▸ **PASSAGE CITÉ**
Beaucoup de hasard dans ces petites impostures postales, du hasard, et du jeu, au sens de pari. Le trajet lui-même est de l’ordre de l’inconnu, donc du rêvé.
Il y en a une centaine, aujourd’hui, et je continue encore.
Cela finit par former une histoire de la Poste, d’autant qu’en vingt-cinq ans, les choses ont changé ; avec la mise à mort des services publics, les lettres reviennent moins souvent, par exemple.

 

Les différentes mentions apposées par la Poste avant de me les retourner sont évidemment significatives : d’« adresse insuffisante » à « unbekannt »: inconnu, ou parti sans laisser d’adresse; plusieurs me sont revenues, d’Allemagne et de Suisse, avec la mention « gestorben » : «décédé». Merci au postier inconnu qui conclut « gestorben » au vu du nom de Ludwig van Beethoven !

 

 

C’est un travail parallèle à vos autres créations ?

 

 

D’abord, c’est une étape dans une trilogie : l’expo elle-même, le spectacle L’Oreille droite, pour un pianiste-acteur, et inspecteur en sons, et un oratorio à venir, écrit pour un ensemble instrumental et des acteurs-danseurs.

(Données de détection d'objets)
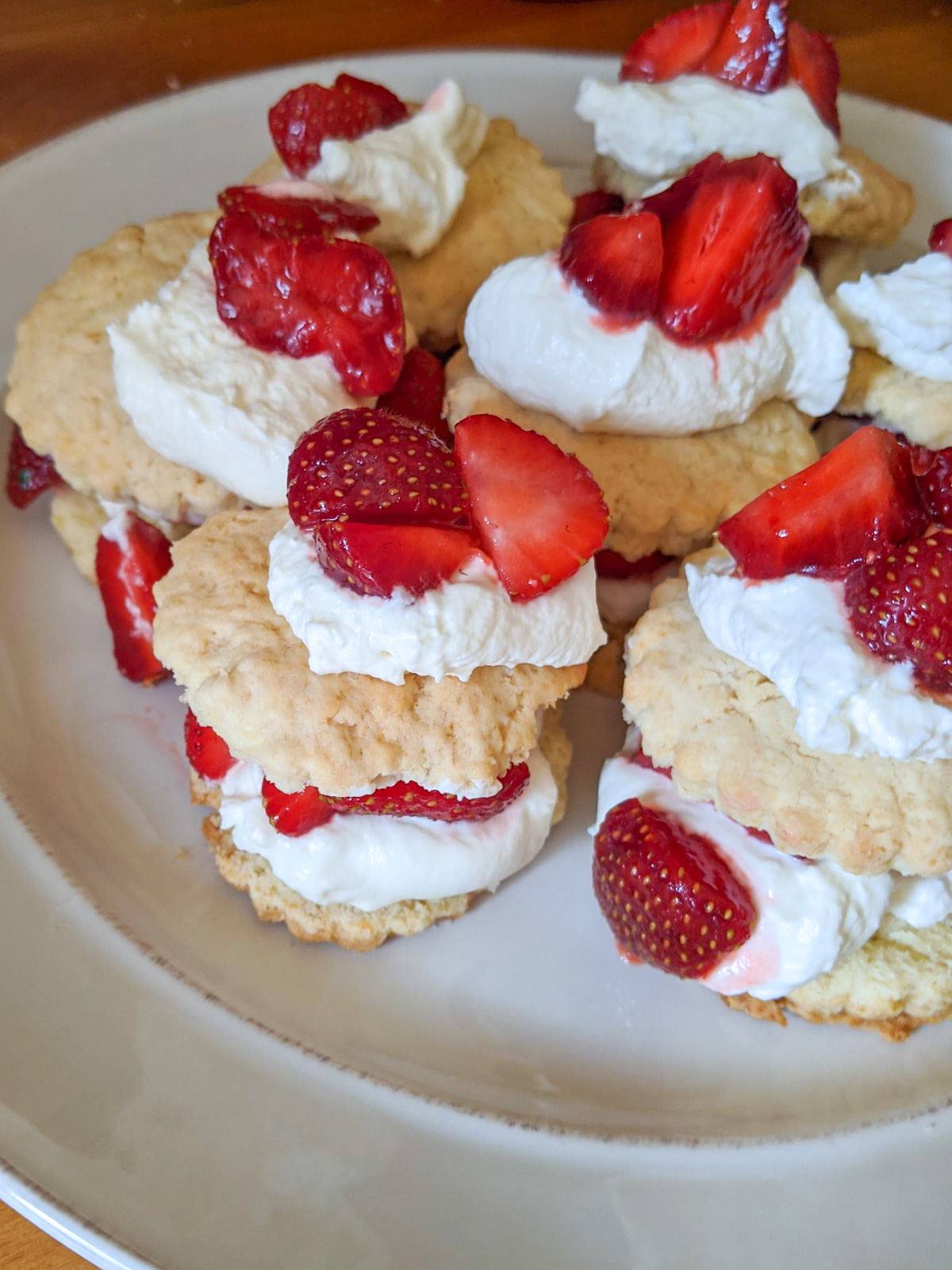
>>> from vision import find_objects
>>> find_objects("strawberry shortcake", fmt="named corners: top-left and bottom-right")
top-left (575, 0), bottom-right (914, 246)
top-left (447, 155), bottom-right (849, 692)
top-left (249, 75), bottom-right (571, 351)
top-left (155, 409), bottom-right (607, 949)
top-left (593, 427), bottom-right (952, 1040)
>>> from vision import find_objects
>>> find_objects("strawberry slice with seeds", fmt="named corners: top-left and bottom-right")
top-left (618, 0), bottom-right (731, 84)
top-left (186, 710), bottom-right (235, 781)
top-left (701, 0), bottom-right (789, 93)
top-left (643, 155), bottom-right (810, 344)
top-left (268, 75), bottom-right (409, 176)
top-left (377, 344), bottom-right (453, 449)
top-left (717, 428), bottom-right (929, 578)
top-left (208, 212), bottom-right (404, 396)
top-left (559, 212), bottom-right (662, 321)
top-left (787, 21), bottom-right (839, 136)
top-left (593, 798), bottom-right (757, 979)
top-left (455, 414), bottom-right (608, 601)
top-left (6, 425), bottom-right (63, 510)
top-left (313, 521), bottom-right (478, 597)
top-left (288, 409), bottom-right (470, 529)
top-left (844, 529), bottom-right (952, 697)
top-left (218, 182), bottom-right (379, 239)
top-left (95, 512), bottom-right (171, 684)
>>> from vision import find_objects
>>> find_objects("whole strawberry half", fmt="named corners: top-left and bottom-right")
top-left (717, 427), bottom-right (929, 578)
top-left (844, 529), bottom-right (952, 697)
top-left (618, 0), bottom-right (731, 84)
top-left (262, 764), bottom-right (529, 838)
top-left (186, 710), bottom-right (235, 781)
top-left (641, 155), bottom-right (810, 344)
top-left (95, 512), bottom-right (171, 684)
top-left (268, 75), bottom-right (408, 176)
top-left (288, 409), bottom-right (468, 529)
top-left (455, 414), bottom-right (608, 601)
top-left (559, 212), bottom-right (662, 321)
top-left (593, 799), bottom-right (757, 979)
top-left (208, 212), bottom-right (404, 396)
top-left (6, 425), bottom-right (62, 508)
top-left (377, 344), bottom-right (453, 448)
top-left (218, 186), bottom-right (379, 239)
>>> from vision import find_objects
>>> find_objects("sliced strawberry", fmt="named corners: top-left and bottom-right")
top-left (377, 344), bottom-right (453, 449)
top-left (6, 425), bottom-right (63, 508)
top-left (702, 0), bottom-right (789, 93)
top-left (186, 710), bottom-right (235, 781)
top-left (218, 183), bottom-right (379, 239)
top-left (288, 409), bottom-right (470, 529)
top-left (262, 764), bottom-right (529, 838)
top-left (929, 218), bottom-right (952, 256)
top-left (593, 798), bottom-right (757, 979)
top-left (717, 428), bottom-right (928, 578)
top-left (787, 21), bottom-right (839, 136)
top-left (569, 189), bottom-right (624, 230)
top-left (313, 521), bottom-right (478, 595)
top-left (268, 75), bottom-right (408, 176)
top-left (844, 529), bottom-right (952, 696)
top-left (559, 212), bottom-right (662, 321)
top-left (97, 512), bottom-right (171, 684)
top-left (208, 214), bottom-right (404, 396)
top-left (618, 0), bottom-right (731, 84)
top-left (455, 414), bottom-right (608, 599)
top-left (643, 155), bottom-right (810, 344)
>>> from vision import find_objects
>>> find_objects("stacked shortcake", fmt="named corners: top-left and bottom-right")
top-left (155, 409), bottom-right (607, 949)
top-left (594, 427), bottom-right (952, 1039)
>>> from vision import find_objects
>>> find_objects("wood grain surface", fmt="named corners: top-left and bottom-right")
top-left (0, 0), bottom-right (952, 1270)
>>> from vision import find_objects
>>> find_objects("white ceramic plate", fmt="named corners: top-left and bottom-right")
top-left (0, 52), bottom-right (952, 1270)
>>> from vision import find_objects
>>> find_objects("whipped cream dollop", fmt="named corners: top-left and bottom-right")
top-left (108, 243), bottom-right (364, 506)
top-left (307, 80), bottom-right (489, 256)
top-left (684, 556), bottom-right (952, 762)
top-left (466, 254), bottom-right (849, 436)
top-left (220, 749), bottom-right (559, 912)
top-left (575, 75), bottom-right (843, 198)
top-left (830, 252), bottom-right (952, 383)
top-left (593, 733), bottom-right (952, 1001)
top-left (268, 521), bottom-right (605, 683)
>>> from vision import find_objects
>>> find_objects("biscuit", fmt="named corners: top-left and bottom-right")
top-left (624, 548), bottom-right (952, 874)
top-left (154, 510), bottom-right (585, 795)
top-left (447, 349), bottom-right (817, 560)
top-left (836, 348), bottom-right (952, 449)
top-left (6, 212), bottom-right (235, 521)
top-left (249, 119), bottom-right (573, 351)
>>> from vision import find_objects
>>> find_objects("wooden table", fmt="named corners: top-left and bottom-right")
top-left (0, 0), bottom-right (952, 1270)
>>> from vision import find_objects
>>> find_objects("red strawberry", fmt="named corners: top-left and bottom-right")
top-left (618, 0), bottom-right (731, 84)
top-left (208, 214), bottom-right (404, 395)
top-left (6, 425), bottom-right (62, 508)
top-left (844, 529), bottom-right (952, 696)
top-left (569, 189), bottom-right (624, 230)
top-left (455, 414), bottom-right (608, 599)
top-left (288, 409), bottom-right (468, 529)
top-left (268, 75), bottom-right (408, 176)
top-left (186, 710), bottom-right (235, 781)
top-left (97, 512), bottom-right (171, 684)
top-left (643, 155), bottom-right (810, 343)
top-left (702, 0), bottom-right (789, 93)
top-left (218, 186), bottom-right (379, 239)
top-left (559, 212), bottom-right (662, 321)
top-left (787, 21), bottom-right (839, 136)
top-left (313, 521), bottom-right (478, 595)
top-left (717, 428), bottom-right (928, 578)
top-left (593, 798), bottom-right (757, 979)
top-left (377, 345), bottom-right (453, 449)
top-left (929, 218), bottom-right (952, 256)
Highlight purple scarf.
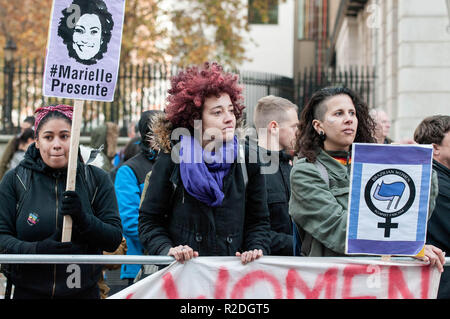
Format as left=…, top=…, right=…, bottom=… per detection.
left=180, top=136, right=238, bottom=207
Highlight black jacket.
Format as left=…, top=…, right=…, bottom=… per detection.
left=0, top=144, right=122, bottom=298
left=258, top=147, right=293, bottom=256
left=427, top=161, right=450, bottom=299
left=139, top=114, right=270, bottom=256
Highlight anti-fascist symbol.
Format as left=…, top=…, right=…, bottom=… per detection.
left=364, top=169, right=416, bottom=238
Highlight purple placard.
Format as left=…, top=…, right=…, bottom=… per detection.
left=43, top=0, right=125, bottom=102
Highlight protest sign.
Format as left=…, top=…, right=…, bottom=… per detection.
left=346, top=144, right=433, bottom=256
left=43, top=0, right=125, bottom=102
left=110, top=256, right=440, bottom=299
left=43, top=0, right=125, bottom=242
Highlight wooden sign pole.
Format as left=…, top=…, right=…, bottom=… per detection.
left=61, top=100, right=84, bottom=243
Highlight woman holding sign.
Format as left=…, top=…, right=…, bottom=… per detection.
left=289, top=88, right=445, bottom=270
left=139, top=63, right=270, bottom=263
left=0, top=105, right=122, bottom=299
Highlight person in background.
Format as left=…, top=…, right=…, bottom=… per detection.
left=90, top=122, right=119, bottom=172
left=289, top=87, right=445, bottom=272
left=369, top=109, right=392, bottom=144
left=9, top=128, right=34, bottom=170
left=114, top=111, right=162, bottom=284
left=254, top=95, right=298, bottom=256
left=0, top=105, right=122, bottom=299
left=414, top=115, right=450, bottom=299
left=139, top=62, right=270, bottom=264
left=113, top=121, right=141, bottom=169
left=0, top=116, right=34, bottom=180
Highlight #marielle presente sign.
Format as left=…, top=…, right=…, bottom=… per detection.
left=43, top=0, right=125, bottom=102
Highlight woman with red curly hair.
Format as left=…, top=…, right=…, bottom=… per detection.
left=139, top=63, right=270, bottom=263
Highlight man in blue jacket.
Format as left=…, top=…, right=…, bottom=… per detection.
left=114, top=111, right=160, bottom=284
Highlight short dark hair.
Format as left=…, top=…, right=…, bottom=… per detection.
left=295, top=87, right=375, bottom=163
left=414, top=115, right=450, bottom=145
left=253, top=95, right=298, bottom=129
left=58, top=0, right=114, bottom=65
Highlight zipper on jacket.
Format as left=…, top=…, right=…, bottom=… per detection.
left=52, top=178, right=58, bottom=298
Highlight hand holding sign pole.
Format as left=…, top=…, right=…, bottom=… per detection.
left=43, top=0, right=125, bottom=242
left=61, top=100, right=84, bottom=242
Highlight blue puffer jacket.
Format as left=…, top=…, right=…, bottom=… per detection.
left=114, top=152, right=154, bottom=279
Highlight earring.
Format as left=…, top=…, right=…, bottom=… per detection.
left=319, top=131, right=327, bottom=142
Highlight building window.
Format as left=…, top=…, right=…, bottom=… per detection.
left=248, top=0, right=278, bottom=24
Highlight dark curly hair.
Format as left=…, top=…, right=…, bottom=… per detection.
left=295, top=87, right=376, bottom=163
left=165, top=62, right=245, bottom=129
left=58, top=0, right=114, bottom=65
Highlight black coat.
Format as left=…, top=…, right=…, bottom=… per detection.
left=0, top=144, right=122, bottom=298
left=258, top=148, right=293, bottom=256
left=427, top=161, right=450, bottom=299
left=139, top=153, right=270, bottom=256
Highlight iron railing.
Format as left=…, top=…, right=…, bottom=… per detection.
left=0, top=59, right=375, bottom=136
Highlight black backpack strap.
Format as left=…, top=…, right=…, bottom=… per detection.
left=84, top=164, right=98, bottom=206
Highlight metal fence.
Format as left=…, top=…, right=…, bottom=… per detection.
left=0, top=59, right=375, bottom=136
left=0, top=60, right=294, bottom=136
left=296, top=66, right=376, bottom=107
left=0, top=254, right=450, bottom=266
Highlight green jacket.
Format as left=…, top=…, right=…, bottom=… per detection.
left=289, top=151, right=438, bottom=257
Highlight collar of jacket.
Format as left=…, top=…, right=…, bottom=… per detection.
left=317, top=150, right=351, bottom=179
left=433, top=160, right=450, bottom=178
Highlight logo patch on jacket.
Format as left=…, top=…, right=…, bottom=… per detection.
left=27, top=213, right=39, bottom=226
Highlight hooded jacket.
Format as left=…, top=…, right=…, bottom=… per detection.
left=139, top=116, right=270, bottom=256
left=0, top=144, right=122, bottom=298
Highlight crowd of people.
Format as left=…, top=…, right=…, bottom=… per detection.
left=0, top=63, right=450, bottom=299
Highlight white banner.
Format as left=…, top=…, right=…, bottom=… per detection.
left=110, top=256, right=440, bottom=299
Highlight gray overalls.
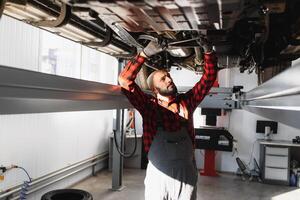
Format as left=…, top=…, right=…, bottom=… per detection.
left=145, top=123, right=198, bottom=200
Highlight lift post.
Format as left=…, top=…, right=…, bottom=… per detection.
left=111, top=59, right=125, bottom=191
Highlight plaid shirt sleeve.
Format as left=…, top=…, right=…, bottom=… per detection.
left=185, top=52, right=217, bottom=112
left=119, top=55, right=149, bottom=114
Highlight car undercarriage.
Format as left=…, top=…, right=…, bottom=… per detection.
left=0, top=0, right=300, bottom=84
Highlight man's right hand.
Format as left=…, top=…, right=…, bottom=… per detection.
left=140, top=41, right=163, bottom=58
left=197, top=37, right=213, bottom=53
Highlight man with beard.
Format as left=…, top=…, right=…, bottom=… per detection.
left=119, top=39, right=217, bottom=200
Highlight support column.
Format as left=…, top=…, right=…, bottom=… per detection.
left=112, top=59, right=125, bottom=191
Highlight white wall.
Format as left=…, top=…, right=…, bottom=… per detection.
left=0, top=16, right=117, bottom=200
left=171, top=68, right=300, bottom=172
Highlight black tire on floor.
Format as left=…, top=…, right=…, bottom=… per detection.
left=41, top=189, right=93, bottom=200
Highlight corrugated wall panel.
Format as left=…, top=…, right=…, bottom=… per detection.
left=0, top=16, right=39, bottom=71
left=0, top=16, right=117, bottom=200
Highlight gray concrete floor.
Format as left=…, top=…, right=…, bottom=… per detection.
left=73, top=169, right=300, bottom=200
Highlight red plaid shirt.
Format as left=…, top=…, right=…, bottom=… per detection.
left=119, top=53, right=217, bottom=152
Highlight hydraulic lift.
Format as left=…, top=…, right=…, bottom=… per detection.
left=0, top=60, right=300, bottom=190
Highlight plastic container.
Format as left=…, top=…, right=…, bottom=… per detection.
left=41, top=189, right=93, bottom=200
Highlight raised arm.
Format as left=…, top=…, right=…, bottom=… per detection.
left=119, top=41, right=162, bottom=114
left=119, top=53, right=149, bottom=114
left=185, top=52, right=217, bottom=112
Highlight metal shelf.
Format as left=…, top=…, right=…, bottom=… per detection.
left=240, top=61, right=300, bottom=128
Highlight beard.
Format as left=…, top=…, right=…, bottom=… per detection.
left=156, top=84, right=177, bottom=96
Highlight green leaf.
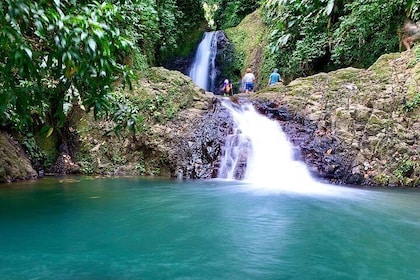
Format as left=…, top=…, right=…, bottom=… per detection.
left=88, top=38, right=96, bottom=52
left=45, top=127, right=54, bottom=138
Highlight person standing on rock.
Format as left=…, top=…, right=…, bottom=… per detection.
left=401, top=22, right=420, bottom=51
left=242, top=68, right=255, bottom=93
left=268, top=68, right=283, bottom=86
left=222, top=79, right=233, bottom=96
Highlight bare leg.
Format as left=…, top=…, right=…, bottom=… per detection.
left=403, top=37, right=414, bottom=51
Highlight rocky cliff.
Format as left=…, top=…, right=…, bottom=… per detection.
left=0, top=41, right=420, bottom=187
left=250, top=52, right=420, bottom=187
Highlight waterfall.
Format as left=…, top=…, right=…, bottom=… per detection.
left=189, top=32, right=217, bottom=91
left=218, top=99, right=324, bottom=194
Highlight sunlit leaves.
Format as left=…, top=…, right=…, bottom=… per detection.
left=0, top=0, right=132, bottom=131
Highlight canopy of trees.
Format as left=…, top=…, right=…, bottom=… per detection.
left=0, top=0, right=204, bottom=133
left=262, top=0, right=420, bottom=80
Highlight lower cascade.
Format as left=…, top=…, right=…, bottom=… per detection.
left=218, top=99, right=317, bottom=190
left=189, top=31, right=217, bottom=91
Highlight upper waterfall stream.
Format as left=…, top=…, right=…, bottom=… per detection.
left=218, top=98, right=343, bottom=194
left=189, top=32, right=217, bottom=91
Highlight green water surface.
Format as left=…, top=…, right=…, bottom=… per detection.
left=0, top=177, right=420, bottom=280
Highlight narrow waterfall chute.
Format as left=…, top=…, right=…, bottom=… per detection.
left=218, top=99, right=334, bottom=192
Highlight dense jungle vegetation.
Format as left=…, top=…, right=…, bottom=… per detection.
left=0, top=0, right=420, bottom=171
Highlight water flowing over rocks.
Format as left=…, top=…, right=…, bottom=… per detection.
left=0, top=52, right=420, bottom=187
left=250, top=52, right=420, bottom=187
left=0, top=132, right=37, bottom=183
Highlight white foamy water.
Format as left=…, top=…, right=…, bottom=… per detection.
left=188, top=32, right=217, bottom=91
left=219, top=99, right=360, bottom=194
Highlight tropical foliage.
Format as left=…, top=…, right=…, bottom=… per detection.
left=263, top=0, right=420, bottom=80
left=203, top=0, right=262, bottom=29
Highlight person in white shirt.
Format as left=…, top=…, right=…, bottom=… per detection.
left=242, top=68, right=255, bottom=93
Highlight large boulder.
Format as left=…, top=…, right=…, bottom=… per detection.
left=0, top=132, right=37, bottom=183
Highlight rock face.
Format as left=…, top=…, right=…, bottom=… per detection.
left=251, top=52, right=420, bottom=187
left=73, top=68, right=232, bottom=179
left=0, top=132, right=37, bottom=183
left=0, top=52, right=420, bottom=187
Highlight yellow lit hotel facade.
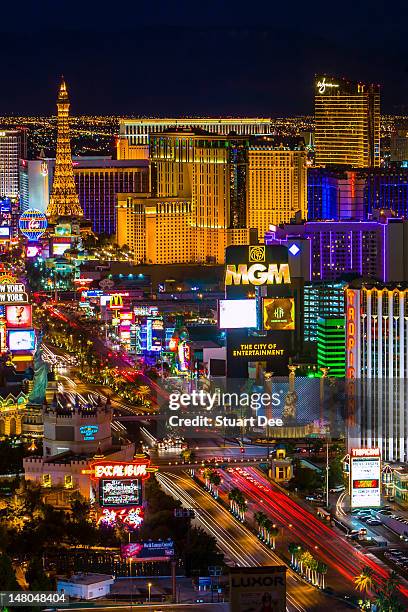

▸ **CONSIGNE**
D'après le passage cité, quelle mention un postier a-t-il inscrite en voyant le nom de Ludwig van Beethoven ?

▸ **RÉPONSE**
La mention « gestorben », c'est-à-dire « décédé ».